YOUR ASSIGNMENT. Repeat each entry below exactly as it stands.

Records excerpted from a collection.
● ● ● ● ● ● ●
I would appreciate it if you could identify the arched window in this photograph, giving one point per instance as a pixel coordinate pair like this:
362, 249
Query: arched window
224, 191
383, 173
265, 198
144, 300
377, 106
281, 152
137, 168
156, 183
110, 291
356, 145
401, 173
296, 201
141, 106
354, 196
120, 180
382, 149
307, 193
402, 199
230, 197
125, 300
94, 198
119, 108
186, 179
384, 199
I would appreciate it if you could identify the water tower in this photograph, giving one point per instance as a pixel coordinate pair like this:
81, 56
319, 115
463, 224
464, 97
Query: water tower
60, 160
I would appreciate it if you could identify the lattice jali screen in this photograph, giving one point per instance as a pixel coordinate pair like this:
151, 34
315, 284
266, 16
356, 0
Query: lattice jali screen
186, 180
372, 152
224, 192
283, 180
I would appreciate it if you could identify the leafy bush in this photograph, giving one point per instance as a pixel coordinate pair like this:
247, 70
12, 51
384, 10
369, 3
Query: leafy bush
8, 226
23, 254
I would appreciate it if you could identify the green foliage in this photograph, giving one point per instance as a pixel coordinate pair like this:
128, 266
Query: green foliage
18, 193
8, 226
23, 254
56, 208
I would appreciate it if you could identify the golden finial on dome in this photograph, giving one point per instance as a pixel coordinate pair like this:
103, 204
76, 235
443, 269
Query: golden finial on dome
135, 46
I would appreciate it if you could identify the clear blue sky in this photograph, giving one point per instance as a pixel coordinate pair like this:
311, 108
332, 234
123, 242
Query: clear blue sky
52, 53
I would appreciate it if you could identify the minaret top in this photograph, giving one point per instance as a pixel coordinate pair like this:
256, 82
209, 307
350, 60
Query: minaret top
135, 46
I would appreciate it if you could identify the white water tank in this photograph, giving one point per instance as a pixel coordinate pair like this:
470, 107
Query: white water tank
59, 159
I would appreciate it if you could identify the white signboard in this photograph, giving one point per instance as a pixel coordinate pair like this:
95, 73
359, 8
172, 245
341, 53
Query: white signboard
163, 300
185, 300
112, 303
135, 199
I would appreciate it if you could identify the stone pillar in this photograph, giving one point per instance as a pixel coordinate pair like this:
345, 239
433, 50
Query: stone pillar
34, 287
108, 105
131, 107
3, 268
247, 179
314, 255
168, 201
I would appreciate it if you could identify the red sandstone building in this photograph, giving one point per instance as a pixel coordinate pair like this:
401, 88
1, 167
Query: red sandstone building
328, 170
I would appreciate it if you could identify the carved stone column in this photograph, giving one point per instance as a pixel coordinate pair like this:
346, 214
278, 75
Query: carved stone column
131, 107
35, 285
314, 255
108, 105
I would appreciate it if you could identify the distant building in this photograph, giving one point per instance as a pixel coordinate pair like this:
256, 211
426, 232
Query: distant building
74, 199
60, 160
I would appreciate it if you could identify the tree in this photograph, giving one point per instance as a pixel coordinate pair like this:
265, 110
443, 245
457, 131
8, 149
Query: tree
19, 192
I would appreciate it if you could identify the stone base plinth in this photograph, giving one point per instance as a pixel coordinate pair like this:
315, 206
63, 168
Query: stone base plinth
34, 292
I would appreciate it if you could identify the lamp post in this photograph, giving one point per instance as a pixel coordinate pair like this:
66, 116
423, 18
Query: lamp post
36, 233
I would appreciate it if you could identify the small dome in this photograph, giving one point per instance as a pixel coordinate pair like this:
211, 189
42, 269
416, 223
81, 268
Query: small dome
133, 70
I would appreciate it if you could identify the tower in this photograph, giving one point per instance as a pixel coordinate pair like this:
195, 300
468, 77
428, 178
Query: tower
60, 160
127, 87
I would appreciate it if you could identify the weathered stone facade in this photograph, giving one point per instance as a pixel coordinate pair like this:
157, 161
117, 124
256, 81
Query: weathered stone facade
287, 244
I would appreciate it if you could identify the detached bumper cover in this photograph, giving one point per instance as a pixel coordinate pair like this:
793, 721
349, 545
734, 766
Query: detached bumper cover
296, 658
● ● ● ● ● ● ●
SOLVED PROBLEM.
I would appreciate it if you could identify the arched window in this photograph, giving one point per instance as a pixel coordinate pair like this:
362, 249
Query: arched window
224, 191
383, 173
265, 198
144, 300
377, 106
281, 152
137, 168
156, 183
110, 291
356, 145
401, 173
296, 201
141, 106
354, 196
120, 180
382, 149
307, 193
402, 199
230, 197
125, 300
94, 198
119, 108
186, 179
384, 199
I would appreciate it if you could identify the water tower in this photograph, giving one point per instance as a pixel coordinate pair like this:
81, 56
319, 115
463, 224
464, 97
Query: water tower
60, 160
I would appreciate it if you could identify the lattice jali screen in this photograph, giving one point per instance as a pixel coordinate pair like this:
151, 34
315, 284
266, 16
356, 0
Query: lattice jali screen
186, 180
372, 152
224, 192
283, 180
I would appreciate it if you could identify the leafy bush in this photograph, giving one point per instance as a pixel coordinate pair like this:
247, 70
12, 51
384, 10
369, 3
Query: leafy bush
8, 226
23, 254
I would appreciate it if you could identify the green foliage in this photograph, giving one point per instance as a pixel coordinate pair like this:
128, 266
Query: green foliage
18, 193
8, 226
23, 254
56, 208
I would appreciate it if you could identify the golden finial on dome in this photograph, giving one point per instance as a pixel coordinate pair like this:
103, 204
76, 235
443, 269
Query: golden finial on dome
135, 46
I would appreciate it if you could identify the clear blue sky in this photograph, giving one point per instance as a pixel coordinate pair like this:
311, 108
332, 234
123, 242
Query: clear blue sky
52, 53
I would appreciate it if you could identify the minaret top in this photograph, giving one point per instance as a pixel coordinate pair like this:
256, 82
209, 307
350, 60
Query: minaret top
135, 46
I would appreciate it if you could identify the white water tank in this photograph, giving one point per instance as a pixel coordinate pair like this:
470, 107
Query: white water tank
59, 159
I would appreciate it if you could identify the white signboard in this photograph, giving one point per instance as a pixel coordinate pair like this:
95, 73
359, 8
172, 245
341, 53
Query: white signboard
163, 300
185, 300
112, 303
135, 199
I would appreciate it if you could identify the stone pillar in this photograph, giving one point per instance as a pixel coordinate pair like this:
345, 239
433, 50
Query: stone pillar
34, 287
108, 105
131, 107
3, 268
247, 179
314, 255
168, 201
I would appreciate it if you could identify the red sandstone building in this photograph, giving one point per instance as a pixel coordinate pair like this:
401, 88
1, 167
Query: red sandstone building
328, 170
I would appreciate it if you could identify the carved stone column in this photograph, giving one point per instance as a pixel coordinate pair like this:
346, 214
278, 75
Query: carved stone column
131, 107
35, 285
314, 255
108, 105
I would appreciate it if you could identify the distant building in this photograph, giving one point per instance as a pixel coordinate pair like this:
256, 211
426, 232
Query: distant building
74, 199
60, 160
I would appreciate it if you could identify the tree in this photograph, giving one point per instance as a pixel coordinate pair like this:
265, 110
443, 245
457, 131
8, 149
Query: tree
19, 192
I would appreciate it if you could identify the stone base plinth in this photograph, giving one point per instance as a pixel coordinate pair like this:
315, 206
63, 168
Query: stone base plinth
34, 292
I would appreciate it if you could identify the lamp post in this photograph, giving one point per instance as a pixel coordinate pair like this:
66, 116
423, 18
Query: lamp post
36, 233
I would appreciate it if you could identify the small dome in this photograph, giving one point per instance as a pixel coordinate pair like this:
211, 189
42, 269
416, 223
81, 268
Query: small dome
133, 70
I would appreciate it if you could identify the tower in this photograph, giving one point per instance as a pixel coordinate pair like this:
195, 300
468, 77
428, 178
Query: tower
60, 160
127, 87
I would appreciate it if you could identify the weathered stone facade in this photograph, giving one point per instance as a pixel coordinate pair like this:
157, 161
117, 124
256, 81
Query: weathered stone facade
287, 244
I would appreciate it if you could identify the detached bumper cover in this photograph, giving one point per instance as a pixel coordinate pair like this:
793, 721
349, 545
734, 766
Query: detached bumper cover
296, 658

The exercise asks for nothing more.